The Los Angeles Division of the Superior Court of California granted summary judgment to Disney on February 9th, 2018 on both claims presented by the Culbersons. The court ruled that while the Culbersons may be able to state a claim for the existence of a technical FCRA violation on Disney’s part, there was no willful violation of FCRA.

The Court disagreed with the Culbersons interpretation of FCRA in connection to the adverse action claim. According to FCRA, if an employer intends to take any adverse action against a potential employee due to information obtained in a background check, they must first adhere to pre-adverse action protocol requiring the employer to give the applicant a copy of the background check and a summary of rights before taking the adverse action.

According to the Culbersons, Disney followed their own coding system for applicants including a category for “no hire” that constitutes adverse action. The categorizing of applicants in the Disney hiring system occurs prior to the submission of a copy of the background check and summary of rights to applicants. The Culbersons argued that this procedure constituted Disney actively and willfully failing to follow an appropriate pre-adverse action process.
________________________________________
■ **Exercise description**
From the text about the Culbersons' case against Disney, echo the stretch from "The Court disagreed" through "the adverse action." word for word. Answer using only the text about the Culbersons' case against Disney.

■ **Provided data**
________________________________________
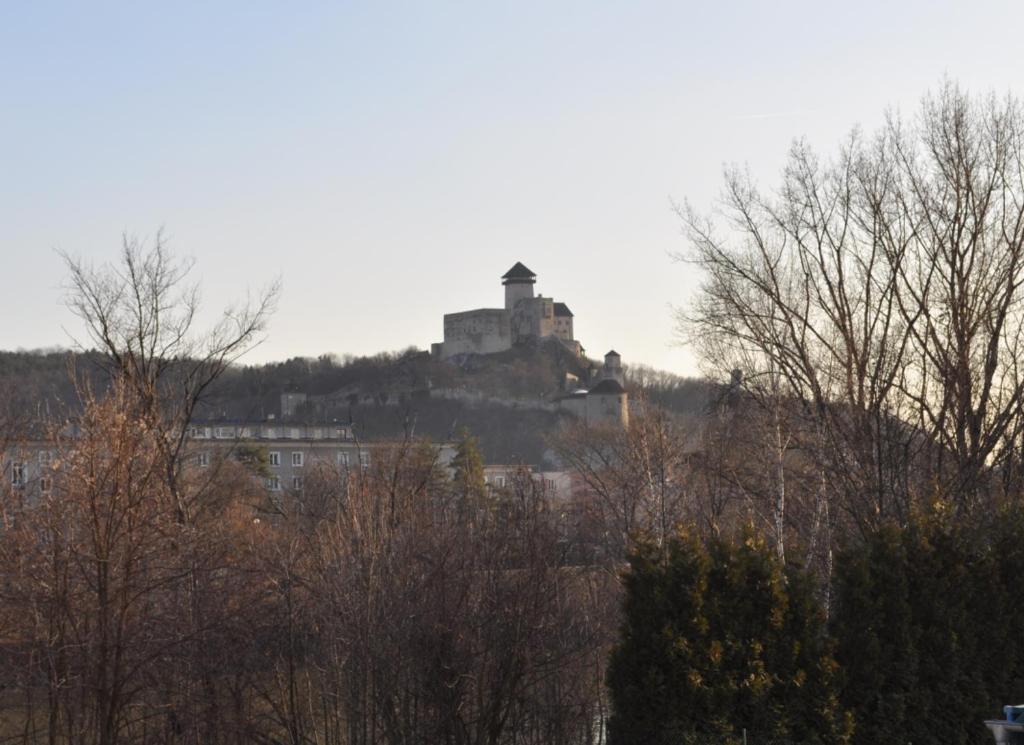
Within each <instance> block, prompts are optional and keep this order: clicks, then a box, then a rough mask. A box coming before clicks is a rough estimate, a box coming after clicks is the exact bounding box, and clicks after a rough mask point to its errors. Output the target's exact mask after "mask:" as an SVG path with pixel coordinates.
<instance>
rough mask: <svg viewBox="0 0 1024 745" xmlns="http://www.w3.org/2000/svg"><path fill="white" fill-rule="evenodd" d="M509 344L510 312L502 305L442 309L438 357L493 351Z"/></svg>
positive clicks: (484, 353)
________________________________________
■ **Answer section**
The Court disagreed with the Culbersons interpretation of FCRA in connection to the adverse action claim. According to FCRA, if an employer intends to take any adverse action against a potential employee due to information obtained in a background check, they must first adhere to pre-adverse action protocol requiring the employer to give the applicant a copy of the background check and a summary of rights before taking the adverse action.